Short exercise:
Pick out each line below that contains the word "sleeve" and copy those lines.

* START Data shown *

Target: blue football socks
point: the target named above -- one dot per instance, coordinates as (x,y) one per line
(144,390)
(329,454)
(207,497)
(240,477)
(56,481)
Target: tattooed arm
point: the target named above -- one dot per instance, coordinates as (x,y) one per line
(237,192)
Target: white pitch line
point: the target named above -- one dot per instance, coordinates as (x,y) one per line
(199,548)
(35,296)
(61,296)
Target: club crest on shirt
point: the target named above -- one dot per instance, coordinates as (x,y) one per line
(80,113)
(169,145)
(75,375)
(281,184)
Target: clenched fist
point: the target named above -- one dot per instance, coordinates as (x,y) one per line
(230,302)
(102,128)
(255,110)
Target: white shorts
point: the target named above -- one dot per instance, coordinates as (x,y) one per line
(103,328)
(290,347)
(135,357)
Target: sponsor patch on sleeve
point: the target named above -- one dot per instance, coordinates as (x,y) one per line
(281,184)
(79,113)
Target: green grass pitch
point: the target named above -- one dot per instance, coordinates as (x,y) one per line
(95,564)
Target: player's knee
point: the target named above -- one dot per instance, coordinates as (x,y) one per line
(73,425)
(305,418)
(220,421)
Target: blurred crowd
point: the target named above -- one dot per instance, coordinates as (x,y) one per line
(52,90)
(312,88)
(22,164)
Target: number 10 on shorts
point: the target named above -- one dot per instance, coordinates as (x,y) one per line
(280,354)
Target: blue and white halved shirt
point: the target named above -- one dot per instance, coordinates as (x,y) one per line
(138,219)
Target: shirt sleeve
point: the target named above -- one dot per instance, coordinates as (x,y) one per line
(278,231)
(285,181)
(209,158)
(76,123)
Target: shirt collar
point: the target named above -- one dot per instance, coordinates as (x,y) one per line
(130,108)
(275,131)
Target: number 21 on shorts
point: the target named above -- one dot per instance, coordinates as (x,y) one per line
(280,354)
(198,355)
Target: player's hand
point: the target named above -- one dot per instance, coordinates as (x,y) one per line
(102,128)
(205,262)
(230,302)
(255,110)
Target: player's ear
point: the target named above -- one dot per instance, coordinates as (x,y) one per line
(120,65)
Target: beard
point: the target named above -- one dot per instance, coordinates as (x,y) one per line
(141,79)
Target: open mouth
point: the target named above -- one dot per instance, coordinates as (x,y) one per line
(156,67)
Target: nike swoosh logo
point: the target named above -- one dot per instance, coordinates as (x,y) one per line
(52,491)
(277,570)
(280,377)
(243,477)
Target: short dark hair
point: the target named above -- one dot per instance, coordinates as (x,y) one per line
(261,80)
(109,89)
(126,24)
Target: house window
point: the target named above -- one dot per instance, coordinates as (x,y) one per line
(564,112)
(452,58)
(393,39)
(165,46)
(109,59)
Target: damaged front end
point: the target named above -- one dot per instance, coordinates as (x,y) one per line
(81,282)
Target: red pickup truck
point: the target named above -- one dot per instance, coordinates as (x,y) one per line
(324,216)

* END Data shown *
* START Data shown *

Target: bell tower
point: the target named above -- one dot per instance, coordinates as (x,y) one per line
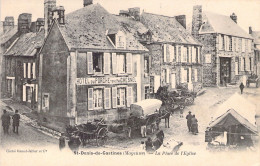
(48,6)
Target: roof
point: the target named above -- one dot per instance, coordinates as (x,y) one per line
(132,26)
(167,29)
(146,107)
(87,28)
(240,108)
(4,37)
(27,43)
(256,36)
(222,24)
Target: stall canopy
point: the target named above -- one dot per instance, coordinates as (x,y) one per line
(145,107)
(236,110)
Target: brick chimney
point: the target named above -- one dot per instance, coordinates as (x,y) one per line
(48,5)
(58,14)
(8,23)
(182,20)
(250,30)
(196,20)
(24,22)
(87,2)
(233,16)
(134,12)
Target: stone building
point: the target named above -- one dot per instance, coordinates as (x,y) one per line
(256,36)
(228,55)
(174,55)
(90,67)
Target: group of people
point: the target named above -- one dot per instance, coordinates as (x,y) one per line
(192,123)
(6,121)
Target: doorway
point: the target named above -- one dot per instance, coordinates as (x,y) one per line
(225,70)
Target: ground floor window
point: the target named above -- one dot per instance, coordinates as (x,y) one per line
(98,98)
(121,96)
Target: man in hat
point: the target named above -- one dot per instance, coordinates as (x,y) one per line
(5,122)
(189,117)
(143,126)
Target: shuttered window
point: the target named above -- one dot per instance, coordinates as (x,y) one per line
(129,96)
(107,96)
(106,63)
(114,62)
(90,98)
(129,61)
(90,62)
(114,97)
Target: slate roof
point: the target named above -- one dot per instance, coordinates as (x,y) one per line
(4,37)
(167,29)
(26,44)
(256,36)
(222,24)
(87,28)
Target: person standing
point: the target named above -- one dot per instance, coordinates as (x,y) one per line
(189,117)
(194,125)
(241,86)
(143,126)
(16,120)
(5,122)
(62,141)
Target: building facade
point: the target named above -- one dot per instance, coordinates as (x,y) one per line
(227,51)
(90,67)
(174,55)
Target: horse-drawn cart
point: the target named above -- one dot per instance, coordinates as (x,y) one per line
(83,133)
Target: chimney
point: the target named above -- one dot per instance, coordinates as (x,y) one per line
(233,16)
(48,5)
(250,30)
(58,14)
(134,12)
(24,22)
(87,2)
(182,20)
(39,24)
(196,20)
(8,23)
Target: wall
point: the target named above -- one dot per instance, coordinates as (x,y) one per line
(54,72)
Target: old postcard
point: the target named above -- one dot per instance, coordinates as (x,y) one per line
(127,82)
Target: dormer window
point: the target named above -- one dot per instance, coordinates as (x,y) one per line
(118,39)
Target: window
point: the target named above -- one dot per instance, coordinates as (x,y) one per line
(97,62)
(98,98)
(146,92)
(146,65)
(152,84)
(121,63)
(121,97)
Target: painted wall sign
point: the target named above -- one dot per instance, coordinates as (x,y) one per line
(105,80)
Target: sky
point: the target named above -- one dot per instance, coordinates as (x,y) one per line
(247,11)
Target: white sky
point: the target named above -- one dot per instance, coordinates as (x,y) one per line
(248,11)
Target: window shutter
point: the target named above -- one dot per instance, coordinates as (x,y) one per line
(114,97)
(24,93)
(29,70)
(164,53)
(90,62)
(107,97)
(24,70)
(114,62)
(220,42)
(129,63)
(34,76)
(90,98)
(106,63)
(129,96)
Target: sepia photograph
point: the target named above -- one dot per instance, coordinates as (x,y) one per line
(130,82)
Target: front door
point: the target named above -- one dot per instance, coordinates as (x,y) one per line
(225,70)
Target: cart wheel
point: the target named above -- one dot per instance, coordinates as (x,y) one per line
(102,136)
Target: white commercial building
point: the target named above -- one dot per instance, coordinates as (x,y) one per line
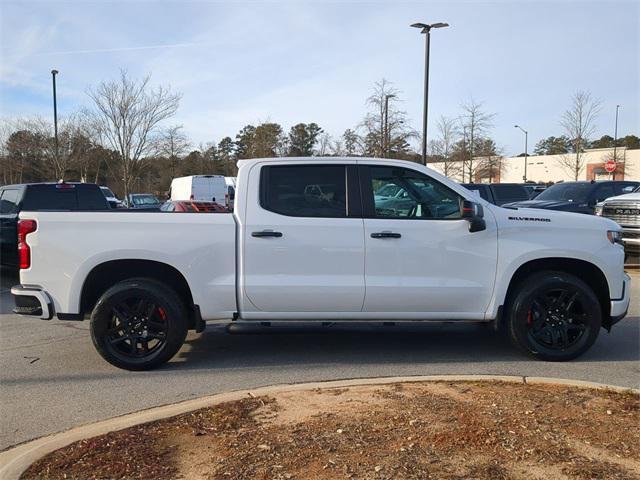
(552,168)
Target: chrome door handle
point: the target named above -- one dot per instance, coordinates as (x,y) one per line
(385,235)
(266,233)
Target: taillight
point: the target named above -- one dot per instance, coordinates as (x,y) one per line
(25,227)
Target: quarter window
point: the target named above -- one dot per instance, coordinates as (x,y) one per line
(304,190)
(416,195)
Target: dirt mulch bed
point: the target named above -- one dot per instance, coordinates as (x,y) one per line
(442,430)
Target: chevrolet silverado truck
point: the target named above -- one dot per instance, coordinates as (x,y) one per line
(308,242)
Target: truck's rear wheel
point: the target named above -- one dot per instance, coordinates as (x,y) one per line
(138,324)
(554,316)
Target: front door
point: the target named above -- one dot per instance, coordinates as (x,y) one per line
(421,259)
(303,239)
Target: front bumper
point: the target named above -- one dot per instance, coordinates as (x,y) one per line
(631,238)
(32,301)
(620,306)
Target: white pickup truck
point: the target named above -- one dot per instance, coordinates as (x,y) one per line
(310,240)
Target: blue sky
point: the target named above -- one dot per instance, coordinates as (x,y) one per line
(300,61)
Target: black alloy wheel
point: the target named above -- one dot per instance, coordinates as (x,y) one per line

* END Data shown *
* START Data shown *

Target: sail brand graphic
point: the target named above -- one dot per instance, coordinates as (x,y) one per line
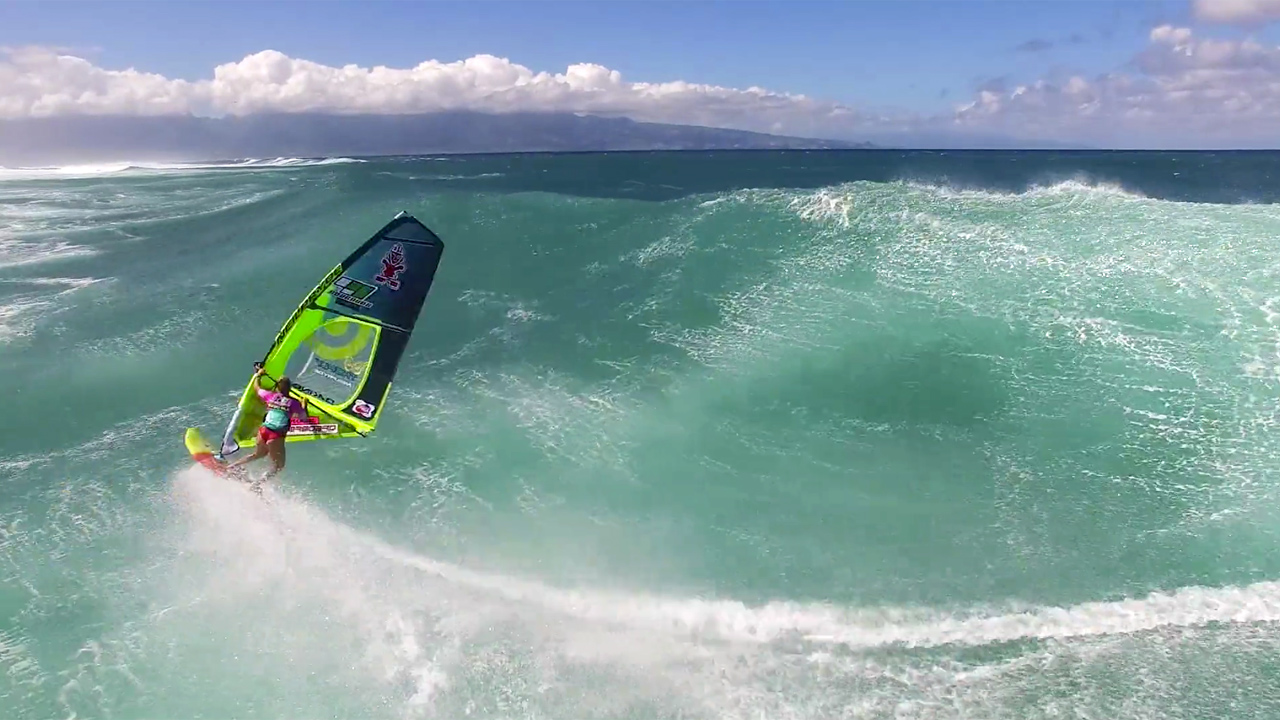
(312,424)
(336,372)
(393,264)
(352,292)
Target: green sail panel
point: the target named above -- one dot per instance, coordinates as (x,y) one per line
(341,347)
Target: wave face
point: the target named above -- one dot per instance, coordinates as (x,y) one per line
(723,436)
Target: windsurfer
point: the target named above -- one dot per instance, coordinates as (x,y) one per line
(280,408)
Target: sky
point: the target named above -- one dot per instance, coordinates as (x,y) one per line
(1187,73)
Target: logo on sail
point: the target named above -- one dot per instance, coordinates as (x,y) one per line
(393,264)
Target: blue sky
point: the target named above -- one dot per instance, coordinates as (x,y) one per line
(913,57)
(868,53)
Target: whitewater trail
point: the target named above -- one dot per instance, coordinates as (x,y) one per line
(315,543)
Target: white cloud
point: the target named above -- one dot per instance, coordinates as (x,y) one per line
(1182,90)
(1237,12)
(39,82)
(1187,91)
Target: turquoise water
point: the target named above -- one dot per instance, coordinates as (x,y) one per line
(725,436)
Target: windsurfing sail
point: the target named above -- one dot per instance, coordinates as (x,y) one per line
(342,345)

* END Data shown *

Output for this task:
Target: sponsor patch on sleeve
Target: shirt sleeve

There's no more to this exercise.